Start of Records to process

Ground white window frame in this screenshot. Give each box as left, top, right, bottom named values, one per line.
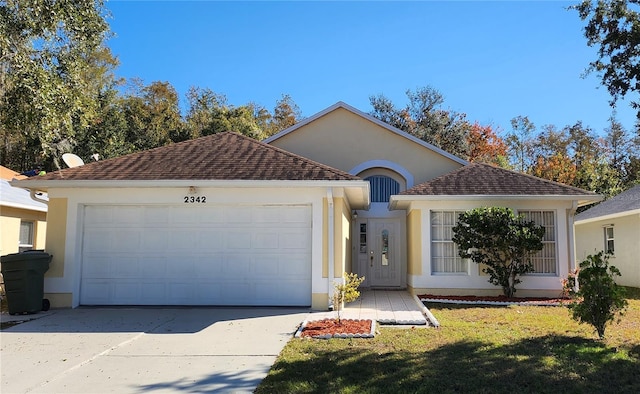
left=430, top=210, right=469, bottom=275
left=19, top=220, right=35, bottom=252
left=604, top=225, right=615, bottom=255
left=518, top=210, right=557, bottom=275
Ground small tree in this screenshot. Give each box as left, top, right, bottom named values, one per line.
left=452, top=207, right=545, bottom=298
left=563, top=251, right=628, bottom=339
left=333, top=273, right=365, bottom=323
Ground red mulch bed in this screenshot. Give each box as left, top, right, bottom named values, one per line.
left=419, top=294, right=569, bottom=305
left=299, top=319, right=372, bottom=338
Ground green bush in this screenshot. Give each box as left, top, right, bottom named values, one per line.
left=563, top=251, right=628, bottom=339
left=452, top=207, right=545, bottom=297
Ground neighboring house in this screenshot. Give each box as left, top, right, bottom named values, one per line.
left=575, top=185, right=640, bottom=288
left=0, top=166, right=47, bottom=257
left=12, top=102, right=601, bottom=310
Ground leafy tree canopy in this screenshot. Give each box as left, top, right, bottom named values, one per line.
left=0, top=0, right=115, bottom=170
left=370, top=86, right=472, bottom=158
left=572, top=0, right=640, bottom=120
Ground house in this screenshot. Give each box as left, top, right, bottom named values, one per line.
left=575, top=185, right=640, bottom=288
left=12, top=102, right=601, bottom=310
left=1, top=166, right=47, bottom=257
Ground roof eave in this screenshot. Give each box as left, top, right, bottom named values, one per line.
left=11, top=178, right=368, bottom=189
left=11, top=179, right=371, bottom=207
left=575, top=208, right=640, bottom=225
left=389, top=194, right=603, bottom=210
left=0, top=201, right=48, bottom=212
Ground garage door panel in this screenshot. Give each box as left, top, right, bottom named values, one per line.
left=113, top=206, right=143, bottom=224
left=81, top=204, right=311, bottom=306
left=198, top=207, right=225, bottom=224
left=227, top=207, right=252, bottom=223
left=84, top=229, right=113, bottom=253
left=111, top=256, right=140, bottom=277
left=113, top=231, right=141, bottom=252
left=279, top=231, right=311, bottom=249
left=142, top=231, right=169, bottom=250
left=140, top=282, right=166, bottom=303
left=139, top=256, right=168, bottom=278
left=144, top=206, right=170, bottom=224
left=81, top=281, right=111, bottom=304
left=112, top=281, right=141, bottom=303
left=282, top=206, right=312, bottom=224
left=196, top=230, right=224, bottom=250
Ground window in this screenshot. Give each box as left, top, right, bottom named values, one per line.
left=359, top=223, right=367, bottom=253
left=19, top=221, right=34, bottom=252
left=365, top=175, right=399, bottom=203
left=604, top=226, right=615, bottom=254
left=431, top=211, right=468, bottom=274
left=519, top=210, right=556, bottom=274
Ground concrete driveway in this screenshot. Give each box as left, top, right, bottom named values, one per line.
left=1, top=307, right=309, bottom=393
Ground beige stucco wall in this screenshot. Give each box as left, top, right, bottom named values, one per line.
left=575, top=214, right=640, bottom=288
left=407, top=209, right=422, bottom=276
left=44, top=198, right=67, bottom=278
left=0, top=206, right=47, bottom=256
left=335, top=197, right=352, bottom=276
left=269, top=107, right=463, bottom=185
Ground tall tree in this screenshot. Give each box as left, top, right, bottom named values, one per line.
left=370, top=86, right=471, bottom=158
left=0, top=0, right=114, bottom=170
left=185, top=86, right=227, bottom=139
left=566, top=121, right=622, bottom=197
left=506, top=115, right=536, bottom=172
left=268, top=94, right=301, bottom=137
left=466, top=123, right=508, bottom=165
left=121, top=80, right=184, bottom=151
left=572, top=0, right=640, bottom=120
left=530, top=125, right=577, bottom=184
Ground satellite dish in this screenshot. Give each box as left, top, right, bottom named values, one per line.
left=62, top=153, right=84, bottom=168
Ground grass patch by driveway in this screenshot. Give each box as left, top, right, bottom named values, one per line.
left=257, top=289, right=640, bottom=394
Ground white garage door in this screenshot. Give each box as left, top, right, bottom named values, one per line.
left=80, top=204, right=311, bottom=306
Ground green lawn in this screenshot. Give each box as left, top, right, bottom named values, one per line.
left=256, top=288, right=640, bottom=394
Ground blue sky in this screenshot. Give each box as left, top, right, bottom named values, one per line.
left=105, top=0, right=637, bottom=136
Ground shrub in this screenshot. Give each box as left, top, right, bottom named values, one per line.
left=333, top=273, right=365, bottom=322
left=563, top=251, right=628, bottom=339
left=452, top=207, right=545, bottom=297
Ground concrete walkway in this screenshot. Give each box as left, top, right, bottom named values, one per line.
left=311, top=289, right=428, bottom=325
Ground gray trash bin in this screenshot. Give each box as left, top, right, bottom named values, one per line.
left=1, top=250, right=52, bottom=314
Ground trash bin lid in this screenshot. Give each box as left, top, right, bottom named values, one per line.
left=1, top=250, right=52, bottom=263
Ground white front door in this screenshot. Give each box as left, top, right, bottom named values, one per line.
left=368, top=219, right=401, bottom=287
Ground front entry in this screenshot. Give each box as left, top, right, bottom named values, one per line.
left=367, top=219, right=401, bottom=287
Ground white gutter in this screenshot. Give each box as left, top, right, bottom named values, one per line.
left=390, top=194, right=603, bottom=209
left=30, top=189, right=49, bottom=205
left=10, top=179, right=370, bottom=190
left=568, top=200, right=578, bottom=276
left=327, top=188, right=335, bottom=310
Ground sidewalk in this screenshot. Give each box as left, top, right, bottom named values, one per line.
left=311, top=289, right=428, bottom=325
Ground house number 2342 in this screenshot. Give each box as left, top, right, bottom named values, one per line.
left=184, top=196, right=207, bottom=203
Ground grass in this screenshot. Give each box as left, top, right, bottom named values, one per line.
left=256, top=287, right=640, bottom=394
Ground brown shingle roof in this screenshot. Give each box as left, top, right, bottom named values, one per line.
left=401, top=163, right=597, bottom=196
left=27, top=132, right=359, bottom=182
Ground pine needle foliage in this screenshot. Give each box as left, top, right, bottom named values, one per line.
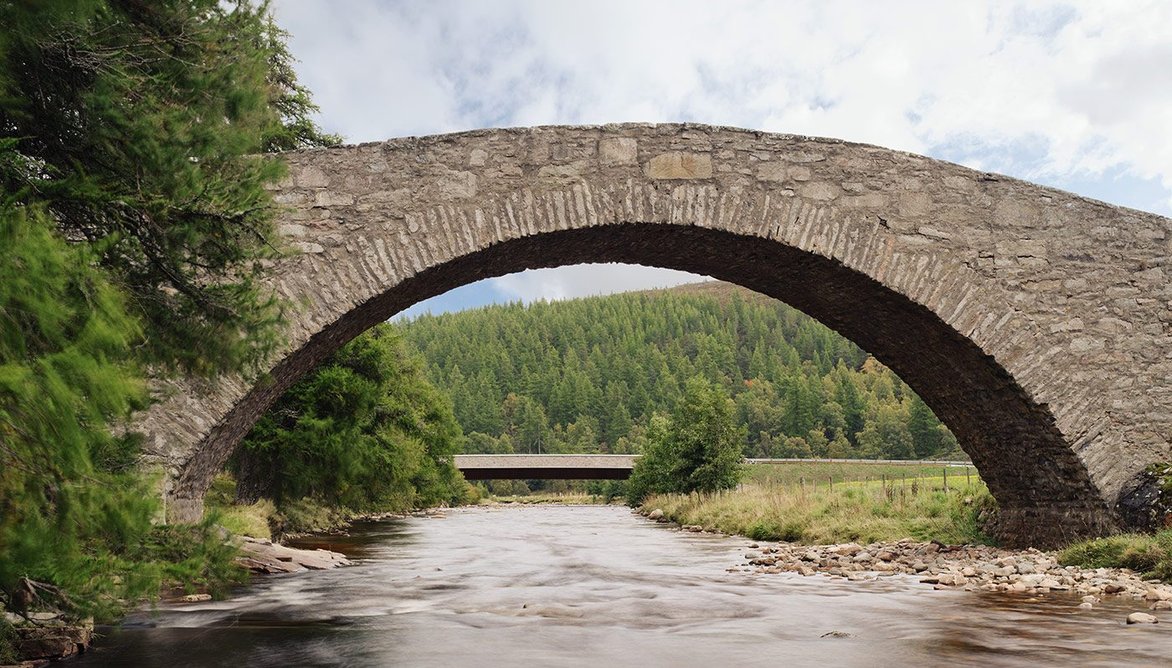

End of Records to process

What needs to be done
The records above are to be restated word for word, with every picture left out.

Written solution
Ground white window frame in this screenshot. Give each box as left, top, right, bottom named values, one per line.
left=430, top=210, right=469, bottom=275
left=19, top=220, right=35, bottom=252
left=604, top=225, right=615, bottom=255
left=518, top=210, right=557, bottom=275
Ground small tree in this screenshot. Give each box as left, top, right, bottom named values, one per line.
left=452, top=207, right=545, bottom=298
left=563, top=251, right=628, bottom=339
left=333, top=273, right=365, bottom=323
Ground red mulch bed in this screenshot. Give each box as left, top, right, bottom named values, one per line.
left=419, top=294, right=569, bottom=305
left=299, top=319, right=372, bottom=338
Ground green bush in this screenshot. Give each box as left, top, right, bottom named values, one per line.
left=563, top=251, right=628, bottom=339
left=452, top=207, right=545, bottom=297
Ground neighboring house in this screenshot. Give each box as left, top, right, bottom named values, one per line.
left=575, top=185, right=640, bottom=288
left=0, top=166, right=47, bottom=257
left=12, top=102, right=601, bottom=310
Ground leafy tree canopy in this screenshot. Give each box as left, top, right, bottom named values, one per line.
left=0, top=0, right=115, bottom=170
left=370, top=86, right=472, bottom=158
left=572, top=0, right=640, bottom=120
Ground house in this screenshot. Give each box as left, top, right, bottom named values, one per line.
left=575, top=185, right=640, bottom=288
left=12, top=102, right=601, bottom=310
left=1, top=166, right=47, bottom=257
Ground roof eave in this screenshot. Give each box as left, top, right, bottom named values, one per line.
left=11, top=178, right=368, bottom=189
left=11, top=179, right=371, bottom=207
left=575, top=208, right=640, bottom=225
left=389, top=194, right=603, bottom=210
left=0, top=201, right=48, bottom=212
Ground garage door panel in this screenshot. Give each box as left, top, right, bottom named values, one per line.
left=113, top=206, right=143, bottom=224
left=81, top=204, right=311, bottom=306
left=198, top=207, right=225, bottom=224
left=227, top=207, right=252, bottom=223
left=84, top=229, right=113, bottom=253
left=111, top=256, right=140, bottom=277
left=113, top=231, right=141, bottom=252
left=279, top=231, right=311, bottom=249
left=142, top=231, right=169, bottom=250
left=140, top=282, right=166, bottom=303
left=139, top=256, right=168, bottom=278
left=144, top=206, right=170, bottom=224
left=81, top=281, right=111, bottom=304
left=112, top=281, right=141, bottom=303
left=282, top=206, right=312, bottom=224
left=196, top=230, right=224, bottom=250
Ground window in this screenshot. Give each box as left, top, right, bottom named values, one per line.
left=359, top=223, right=367, bottom=253
left=19, top=221, right=34, bottom=252
left=365, top=175, right=399, bottom=203
left=604, top=226, right=615, bottom=254
left=431, top=211, right=468, bottom=274
left=519, top=210, right=556, bottom=274
Ground concrete driveway in this screenshot. Give each box as left, top, right, bottom named values, one per line.
left=1, top=307, right=309, bottom=393
Ground beige stucco wall in this screenshot. Give each box as left, top, right, bottom named values, one per line.
left=575, top=214, right=640, bottom=288
left=407, top=209, right=422, bottom=276
left=44, top=198, right=67, bottom=278
left=0, top=206, right=47, bottom=256
left=335, top=197, right=352, bottom=276
left=269, top=107, right=463, bottom=185
Ground tall tree in this screenshot. Give each box as left, top, right, bottom named values, one per line.
left=370, top=86, right=471, bottom=158
left=0, top=0, right=114, bottom=170
left=185, top=86, right=227, bottom=139
left=566, top=121, right=622, bottom=197
left=506, top=115, right=536, bottom=172
left=268, top=94, right=301, bottom=137
left=466, top=123, right=508, bottom=165
left=121, top=80, right=184, bottom=151
left=572, top=0, right=640, bottom=120
left=530, top=125, right=577, bottom=184
Ground satellite dish in this screenshot. Give each box as left, top, right, bottom named values, one per line.
left=62, top=153, right=84, bottom=168
Ground grass patch by driveway in this screenshot. Give each box as left, top, right, bottom named values, one per line.
left=257, top=289, right=640, bottom=394
Ground white garage door in this screenshot. Give each box as left, top, right, bottom named values, one per line.
left=80, top=204, right=311, bottom=306
Ground green lawn in this screenshot. Give each box as left, top, right, bottom named values, one per line.
left=256, top=288, right=640, bottom=394
Ground blue sky in this screenshot. Give each box as left, top, right, bottom named values, one per line.
left=105, top=0, right=637, bottom=136
Ground shrub in this screenshot. Give each box as left, top, right, bottom named values, one per line.
left=333, top=273, right=365, bottom=322
left=563, top=251, right=628, bottom=339
left=452, top=207, right=545, bottom=297
Ground concrete walkway in this screenshot. Give each box as left, top, right, bottom named values, one per line.
left=311, top=289, right=428, bottom=325
Ground gray trash bin in this screenshot. Give each box as left, top, right, bottom named values, one per line.
left=1, top=250, right=52, bottom=314
Ground trash bin lid in this screenshot. Give each box as left, top, right, bottom named values, one per line.
left=1, top=250, right=52, bottom=263
Ground white front door in this screenshot. Give each box as left, top, right, bottom named values, one per line.
left=368, top=219, right=401, bottom=287
Ground front entry in this screenshot. Give each box as left, top, right, bottom named values, one per line.
left=367, top=219, right=401, bottom=287
Ground white gutter in this screenshot. Give each box as left, top, right, bottom named values, one per line.
left=390, top=194, right=603, bottom=209
left=30, top=189, right=49, bottom=205
left=10, top=179, right=370, bottom=190
left=568, top=200, right=578, bottom=276
left=327, top=188, right=335, bottom=310
Ground sidewalk in this screenshot. Give each box as left, top, right, bottom named values, one per line.
left=311, top=289, right=428, bottom=325
Ground house number 2342 in this screenshot. Give each box as left, top, right, bottom named values, one per line.
left=184, top=196, right=207, bottom=203
Ground grass in this screenshot. Give each box as left, top, right, bottom named values, one per line.
left=256, top=287, right=640, bottom=394
Ground brown shingle roof in this screenshot. Give each box as left, top, right, bottom named values, one per line.
left=401, top=163, right=597, bottom=196
left=27, top=132, right=359, bottom=182
Ground pine needle foliage in this screenshot. Give each box as left, top, right, bottom named values, one per line.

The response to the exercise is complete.